**EXTRACTED TEXT:**
________
Ove Bang (13 September 1895 – 21 May 1942) was a Norwegian architect. He was an advocate of functionalism in architecture.
==Biography==
Ove Bang was born at Røyken in Buskerud County, Norway. He was the son of Rudolph Wilhelm Bang (1865–1935) and Maggie Caspersen (1869–1901). His father was a parish priest. The family subsequently re-located to Fredrikstad in Østfold county during 1907. Bang completed a formal study of architecture at the Norwegian Institute of Technology in Trondheim during 1917. In the years leading up to World War II, he also traveled extensively to learn architecture in England, Sweden, Italy, the Netherlands, Germany, and Czechoslovakia.
________
**INPUT DATA:**
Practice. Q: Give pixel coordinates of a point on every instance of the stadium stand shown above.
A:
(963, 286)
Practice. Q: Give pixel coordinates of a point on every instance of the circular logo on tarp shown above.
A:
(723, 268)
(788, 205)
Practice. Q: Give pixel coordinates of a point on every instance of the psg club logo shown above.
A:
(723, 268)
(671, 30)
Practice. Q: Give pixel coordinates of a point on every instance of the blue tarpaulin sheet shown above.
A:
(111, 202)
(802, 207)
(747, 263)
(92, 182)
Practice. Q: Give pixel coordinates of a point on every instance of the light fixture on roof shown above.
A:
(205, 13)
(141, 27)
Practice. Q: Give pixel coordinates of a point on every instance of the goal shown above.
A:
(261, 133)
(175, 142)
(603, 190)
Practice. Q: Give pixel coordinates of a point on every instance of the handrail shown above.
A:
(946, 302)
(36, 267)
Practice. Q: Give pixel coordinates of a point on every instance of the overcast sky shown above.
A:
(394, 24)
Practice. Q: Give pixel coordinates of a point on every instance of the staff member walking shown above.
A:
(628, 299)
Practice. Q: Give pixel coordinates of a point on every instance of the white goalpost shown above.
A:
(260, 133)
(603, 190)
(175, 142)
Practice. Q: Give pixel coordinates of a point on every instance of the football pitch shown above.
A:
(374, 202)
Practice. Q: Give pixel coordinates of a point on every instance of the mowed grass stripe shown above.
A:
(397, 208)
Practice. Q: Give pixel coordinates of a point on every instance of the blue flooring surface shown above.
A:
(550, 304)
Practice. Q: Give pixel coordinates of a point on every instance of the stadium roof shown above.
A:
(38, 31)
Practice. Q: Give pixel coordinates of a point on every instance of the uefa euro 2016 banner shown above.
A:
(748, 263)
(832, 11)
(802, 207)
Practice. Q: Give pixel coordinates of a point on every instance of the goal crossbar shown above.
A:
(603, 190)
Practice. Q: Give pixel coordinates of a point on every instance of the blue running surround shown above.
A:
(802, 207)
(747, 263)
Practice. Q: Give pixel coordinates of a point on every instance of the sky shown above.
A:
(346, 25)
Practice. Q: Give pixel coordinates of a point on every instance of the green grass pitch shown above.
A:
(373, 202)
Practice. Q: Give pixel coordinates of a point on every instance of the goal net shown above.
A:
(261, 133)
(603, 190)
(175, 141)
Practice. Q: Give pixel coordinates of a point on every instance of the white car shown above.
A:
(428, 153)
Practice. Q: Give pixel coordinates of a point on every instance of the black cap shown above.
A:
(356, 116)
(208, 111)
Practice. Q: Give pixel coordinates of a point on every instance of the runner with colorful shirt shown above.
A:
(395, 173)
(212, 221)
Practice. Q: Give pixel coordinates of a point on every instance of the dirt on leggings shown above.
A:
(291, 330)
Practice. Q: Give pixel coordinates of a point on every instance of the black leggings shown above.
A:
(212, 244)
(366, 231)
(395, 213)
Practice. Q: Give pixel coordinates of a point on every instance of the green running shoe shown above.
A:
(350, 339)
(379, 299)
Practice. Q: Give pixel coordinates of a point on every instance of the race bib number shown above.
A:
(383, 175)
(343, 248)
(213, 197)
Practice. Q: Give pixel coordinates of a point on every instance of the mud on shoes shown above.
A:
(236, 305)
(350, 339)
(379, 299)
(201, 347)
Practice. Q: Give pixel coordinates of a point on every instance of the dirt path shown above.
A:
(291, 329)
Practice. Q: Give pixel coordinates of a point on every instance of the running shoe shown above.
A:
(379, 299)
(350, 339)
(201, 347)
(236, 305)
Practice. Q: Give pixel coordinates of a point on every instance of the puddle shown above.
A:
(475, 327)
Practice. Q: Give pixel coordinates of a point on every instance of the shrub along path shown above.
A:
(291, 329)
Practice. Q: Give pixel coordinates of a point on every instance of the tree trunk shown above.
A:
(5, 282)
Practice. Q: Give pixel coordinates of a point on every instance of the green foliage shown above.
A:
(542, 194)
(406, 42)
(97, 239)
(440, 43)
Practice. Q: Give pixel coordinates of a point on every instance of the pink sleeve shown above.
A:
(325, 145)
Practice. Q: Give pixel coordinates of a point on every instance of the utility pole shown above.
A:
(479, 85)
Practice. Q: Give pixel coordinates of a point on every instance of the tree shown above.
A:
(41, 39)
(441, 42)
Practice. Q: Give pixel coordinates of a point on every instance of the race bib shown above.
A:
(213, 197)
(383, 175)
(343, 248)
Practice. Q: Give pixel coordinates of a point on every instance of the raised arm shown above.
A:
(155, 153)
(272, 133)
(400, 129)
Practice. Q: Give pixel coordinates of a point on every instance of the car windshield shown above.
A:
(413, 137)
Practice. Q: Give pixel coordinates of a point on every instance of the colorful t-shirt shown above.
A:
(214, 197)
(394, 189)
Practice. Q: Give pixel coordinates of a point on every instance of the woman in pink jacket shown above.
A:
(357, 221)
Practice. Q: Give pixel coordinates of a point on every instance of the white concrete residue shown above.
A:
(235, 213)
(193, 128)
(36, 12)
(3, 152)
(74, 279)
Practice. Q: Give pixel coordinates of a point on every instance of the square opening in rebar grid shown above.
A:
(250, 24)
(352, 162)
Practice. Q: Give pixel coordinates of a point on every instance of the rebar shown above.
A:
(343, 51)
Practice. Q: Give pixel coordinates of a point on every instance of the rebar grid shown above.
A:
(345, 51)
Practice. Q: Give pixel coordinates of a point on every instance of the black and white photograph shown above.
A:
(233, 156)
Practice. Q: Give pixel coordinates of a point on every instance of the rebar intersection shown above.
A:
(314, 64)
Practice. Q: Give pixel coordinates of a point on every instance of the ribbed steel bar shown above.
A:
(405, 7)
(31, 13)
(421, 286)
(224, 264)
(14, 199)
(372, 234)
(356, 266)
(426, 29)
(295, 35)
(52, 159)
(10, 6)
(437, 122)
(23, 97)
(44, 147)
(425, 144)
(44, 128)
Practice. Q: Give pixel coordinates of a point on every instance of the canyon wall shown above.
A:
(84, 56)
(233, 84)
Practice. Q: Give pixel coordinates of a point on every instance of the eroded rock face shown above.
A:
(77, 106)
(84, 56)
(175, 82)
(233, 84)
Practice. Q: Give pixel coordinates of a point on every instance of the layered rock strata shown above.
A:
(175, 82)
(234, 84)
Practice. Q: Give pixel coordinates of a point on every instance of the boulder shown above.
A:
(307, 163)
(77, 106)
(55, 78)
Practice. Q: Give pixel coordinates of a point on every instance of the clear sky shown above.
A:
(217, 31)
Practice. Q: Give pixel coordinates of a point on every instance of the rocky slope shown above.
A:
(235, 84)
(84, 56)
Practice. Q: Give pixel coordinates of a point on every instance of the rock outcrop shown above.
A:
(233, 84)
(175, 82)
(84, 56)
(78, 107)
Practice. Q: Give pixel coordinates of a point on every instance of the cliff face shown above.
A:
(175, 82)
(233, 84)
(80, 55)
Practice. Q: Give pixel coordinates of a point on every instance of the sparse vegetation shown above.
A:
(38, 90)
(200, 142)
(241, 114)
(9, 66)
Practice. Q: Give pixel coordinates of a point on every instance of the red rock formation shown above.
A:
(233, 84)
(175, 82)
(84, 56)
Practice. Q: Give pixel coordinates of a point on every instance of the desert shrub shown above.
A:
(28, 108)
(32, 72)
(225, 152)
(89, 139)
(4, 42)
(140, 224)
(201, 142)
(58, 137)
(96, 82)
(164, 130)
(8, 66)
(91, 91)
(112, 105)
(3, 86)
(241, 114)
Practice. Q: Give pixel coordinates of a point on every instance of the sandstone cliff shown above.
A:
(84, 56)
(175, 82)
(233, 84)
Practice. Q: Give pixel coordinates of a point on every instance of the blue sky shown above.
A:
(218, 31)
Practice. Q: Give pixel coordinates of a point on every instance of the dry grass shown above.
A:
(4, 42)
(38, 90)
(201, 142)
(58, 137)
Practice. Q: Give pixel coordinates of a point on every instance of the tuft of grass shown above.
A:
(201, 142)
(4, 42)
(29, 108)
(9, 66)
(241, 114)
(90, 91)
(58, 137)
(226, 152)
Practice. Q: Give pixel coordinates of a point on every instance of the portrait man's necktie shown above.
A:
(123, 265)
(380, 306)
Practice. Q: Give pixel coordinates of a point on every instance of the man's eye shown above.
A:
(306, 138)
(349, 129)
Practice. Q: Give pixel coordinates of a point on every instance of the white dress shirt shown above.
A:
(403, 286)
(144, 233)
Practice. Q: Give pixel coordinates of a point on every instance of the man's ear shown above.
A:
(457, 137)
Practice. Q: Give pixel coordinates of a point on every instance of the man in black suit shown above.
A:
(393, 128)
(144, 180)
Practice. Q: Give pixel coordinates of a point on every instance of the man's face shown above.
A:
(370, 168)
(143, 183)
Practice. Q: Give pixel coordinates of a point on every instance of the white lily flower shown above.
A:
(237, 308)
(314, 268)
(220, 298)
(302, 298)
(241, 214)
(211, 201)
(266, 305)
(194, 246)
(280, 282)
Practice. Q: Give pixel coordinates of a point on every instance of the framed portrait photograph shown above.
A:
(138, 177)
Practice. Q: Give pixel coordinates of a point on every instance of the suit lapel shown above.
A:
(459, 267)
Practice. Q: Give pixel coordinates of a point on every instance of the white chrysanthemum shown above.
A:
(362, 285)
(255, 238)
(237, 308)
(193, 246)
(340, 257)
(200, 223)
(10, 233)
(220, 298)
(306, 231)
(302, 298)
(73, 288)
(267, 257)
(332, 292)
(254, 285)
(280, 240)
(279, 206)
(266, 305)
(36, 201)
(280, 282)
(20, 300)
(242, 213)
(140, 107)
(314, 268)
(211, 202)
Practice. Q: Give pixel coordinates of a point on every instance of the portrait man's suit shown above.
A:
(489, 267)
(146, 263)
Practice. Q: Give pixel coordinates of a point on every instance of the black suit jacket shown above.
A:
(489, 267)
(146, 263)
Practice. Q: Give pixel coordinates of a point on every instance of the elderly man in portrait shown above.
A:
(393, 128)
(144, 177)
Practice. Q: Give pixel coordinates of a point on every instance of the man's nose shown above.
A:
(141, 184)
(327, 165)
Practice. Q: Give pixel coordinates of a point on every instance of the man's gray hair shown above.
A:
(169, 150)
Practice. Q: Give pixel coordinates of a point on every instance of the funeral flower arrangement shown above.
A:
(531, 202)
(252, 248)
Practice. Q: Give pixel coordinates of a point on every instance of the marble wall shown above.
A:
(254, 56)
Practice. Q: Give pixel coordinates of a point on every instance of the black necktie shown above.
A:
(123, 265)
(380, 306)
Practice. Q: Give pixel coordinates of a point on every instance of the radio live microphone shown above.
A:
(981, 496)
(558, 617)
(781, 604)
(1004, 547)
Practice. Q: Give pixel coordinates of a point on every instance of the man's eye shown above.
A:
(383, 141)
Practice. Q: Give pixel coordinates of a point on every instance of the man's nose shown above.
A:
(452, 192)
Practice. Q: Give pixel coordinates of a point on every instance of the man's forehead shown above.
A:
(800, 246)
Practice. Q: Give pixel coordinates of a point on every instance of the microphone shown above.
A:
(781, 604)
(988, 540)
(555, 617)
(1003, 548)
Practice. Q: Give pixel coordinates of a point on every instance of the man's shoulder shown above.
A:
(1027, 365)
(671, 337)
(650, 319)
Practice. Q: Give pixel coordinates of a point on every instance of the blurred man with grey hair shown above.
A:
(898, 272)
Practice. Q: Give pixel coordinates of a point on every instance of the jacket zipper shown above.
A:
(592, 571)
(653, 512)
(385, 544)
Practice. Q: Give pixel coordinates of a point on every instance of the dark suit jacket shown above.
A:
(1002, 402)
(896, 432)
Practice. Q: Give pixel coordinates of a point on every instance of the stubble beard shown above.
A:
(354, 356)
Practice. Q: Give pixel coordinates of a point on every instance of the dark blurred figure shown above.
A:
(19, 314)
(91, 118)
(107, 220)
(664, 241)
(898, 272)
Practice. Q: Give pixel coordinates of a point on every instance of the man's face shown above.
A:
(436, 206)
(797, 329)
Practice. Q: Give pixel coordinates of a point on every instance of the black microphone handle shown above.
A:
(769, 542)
________
**WORK INSTRUCTIONS:**
Print the stretch of the Ove Bang text from "Ove Bang (13" through "Germany, and Czechoslovakia.", word for word.

**SOLUTION FOR THIS EXERCISE:**
Ove Bang (13 September 1895 – 21 May 1942) was a Norwegian architect. He was an advocate of functionalism in architecture.
==Biography==
Ove Bang was born at Røyken in Buskerud County, Norway. He was the son of Rudolph Wilhelm Bang (1865–1935) and Maggie Caspersen (1869–1901). His father was a parish priest. The family subsequently re-located to Fredrikstad in Østfold county during 1907. Bang completed a formal study of architecture at the Norwegian Institute of Technology in Trondheim during 1917. In the years leading up to World War II, he also traveled extensively to learn architecture in England, Sweden, Italy, the Netherlands, Germany, and Czechoslovakia.